=== Assignment ===
The word "instance" may appear in some lines of the data; copy every such line.

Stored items

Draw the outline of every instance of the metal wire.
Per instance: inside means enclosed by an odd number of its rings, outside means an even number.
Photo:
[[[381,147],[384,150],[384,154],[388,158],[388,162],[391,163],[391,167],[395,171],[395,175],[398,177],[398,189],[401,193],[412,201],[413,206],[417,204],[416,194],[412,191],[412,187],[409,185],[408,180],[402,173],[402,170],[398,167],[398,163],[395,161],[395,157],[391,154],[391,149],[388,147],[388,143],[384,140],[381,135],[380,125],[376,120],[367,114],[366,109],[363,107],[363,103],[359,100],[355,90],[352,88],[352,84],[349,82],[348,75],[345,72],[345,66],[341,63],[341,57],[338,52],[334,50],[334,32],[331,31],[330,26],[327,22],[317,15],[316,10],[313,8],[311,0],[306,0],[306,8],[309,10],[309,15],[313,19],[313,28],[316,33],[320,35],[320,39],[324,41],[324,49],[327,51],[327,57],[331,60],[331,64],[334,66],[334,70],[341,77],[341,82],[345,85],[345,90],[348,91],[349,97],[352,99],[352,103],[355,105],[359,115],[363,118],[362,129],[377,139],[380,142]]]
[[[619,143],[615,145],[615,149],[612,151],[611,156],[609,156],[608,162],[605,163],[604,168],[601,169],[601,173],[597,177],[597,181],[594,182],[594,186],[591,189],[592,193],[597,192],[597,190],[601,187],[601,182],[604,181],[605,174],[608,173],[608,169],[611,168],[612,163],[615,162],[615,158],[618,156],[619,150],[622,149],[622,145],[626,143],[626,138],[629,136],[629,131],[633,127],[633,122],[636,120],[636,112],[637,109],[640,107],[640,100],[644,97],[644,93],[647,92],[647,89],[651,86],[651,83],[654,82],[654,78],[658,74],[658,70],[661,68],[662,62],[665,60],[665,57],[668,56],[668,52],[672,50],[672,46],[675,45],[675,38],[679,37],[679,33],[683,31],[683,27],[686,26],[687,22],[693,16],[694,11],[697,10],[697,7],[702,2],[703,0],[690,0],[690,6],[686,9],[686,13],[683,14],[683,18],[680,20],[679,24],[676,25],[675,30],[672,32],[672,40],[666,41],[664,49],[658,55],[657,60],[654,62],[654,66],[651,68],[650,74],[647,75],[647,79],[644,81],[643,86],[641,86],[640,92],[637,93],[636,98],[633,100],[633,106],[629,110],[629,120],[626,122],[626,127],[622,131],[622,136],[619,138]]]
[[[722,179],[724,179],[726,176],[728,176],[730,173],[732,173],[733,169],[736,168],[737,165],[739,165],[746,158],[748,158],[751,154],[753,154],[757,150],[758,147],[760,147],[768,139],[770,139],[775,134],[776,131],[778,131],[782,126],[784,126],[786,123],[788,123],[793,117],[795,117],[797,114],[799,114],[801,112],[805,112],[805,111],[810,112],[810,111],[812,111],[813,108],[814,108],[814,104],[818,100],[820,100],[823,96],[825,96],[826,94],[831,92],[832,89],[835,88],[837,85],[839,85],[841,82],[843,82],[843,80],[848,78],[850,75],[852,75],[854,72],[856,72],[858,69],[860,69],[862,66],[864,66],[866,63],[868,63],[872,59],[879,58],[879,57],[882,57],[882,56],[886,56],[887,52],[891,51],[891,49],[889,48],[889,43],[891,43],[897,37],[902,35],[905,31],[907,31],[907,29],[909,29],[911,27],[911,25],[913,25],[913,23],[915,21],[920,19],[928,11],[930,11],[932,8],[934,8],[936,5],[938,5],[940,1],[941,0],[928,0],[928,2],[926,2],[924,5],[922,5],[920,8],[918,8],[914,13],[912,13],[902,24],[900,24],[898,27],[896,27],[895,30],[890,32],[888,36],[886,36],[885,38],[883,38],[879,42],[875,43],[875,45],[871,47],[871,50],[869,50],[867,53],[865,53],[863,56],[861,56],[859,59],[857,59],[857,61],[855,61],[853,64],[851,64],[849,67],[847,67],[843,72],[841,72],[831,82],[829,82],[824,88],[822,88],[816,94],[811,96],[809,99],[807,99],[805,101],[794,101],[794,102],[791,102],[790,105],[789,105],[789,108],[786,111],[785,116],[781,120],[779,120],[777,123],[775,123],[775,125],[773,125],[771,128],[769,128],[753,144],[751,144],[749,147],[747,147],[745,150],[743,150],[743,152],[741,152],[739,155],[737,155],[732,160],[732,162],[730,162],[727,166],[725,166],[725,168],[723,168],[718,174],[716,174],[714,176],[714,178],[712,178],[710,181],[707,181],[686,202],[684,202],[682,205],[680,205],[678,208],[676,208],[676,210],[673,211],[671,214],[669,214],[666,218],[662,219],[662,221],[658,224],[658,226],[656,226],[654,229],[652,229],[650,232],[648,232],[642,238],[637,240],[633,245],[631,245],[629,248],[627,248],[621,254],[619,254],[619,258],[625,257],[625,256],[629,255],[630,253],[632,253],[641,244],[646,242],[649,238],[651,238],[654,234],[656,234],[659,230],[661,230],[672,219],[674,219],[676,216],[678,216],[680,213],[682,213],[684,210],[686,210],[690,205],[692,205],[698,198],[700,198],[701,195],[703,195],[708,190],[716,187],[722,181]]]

=== Answer section ===
Draw the outline of every instance of the metal wire.
Per instance: inside means enclosed by an odd number of its rings, outside means an even number.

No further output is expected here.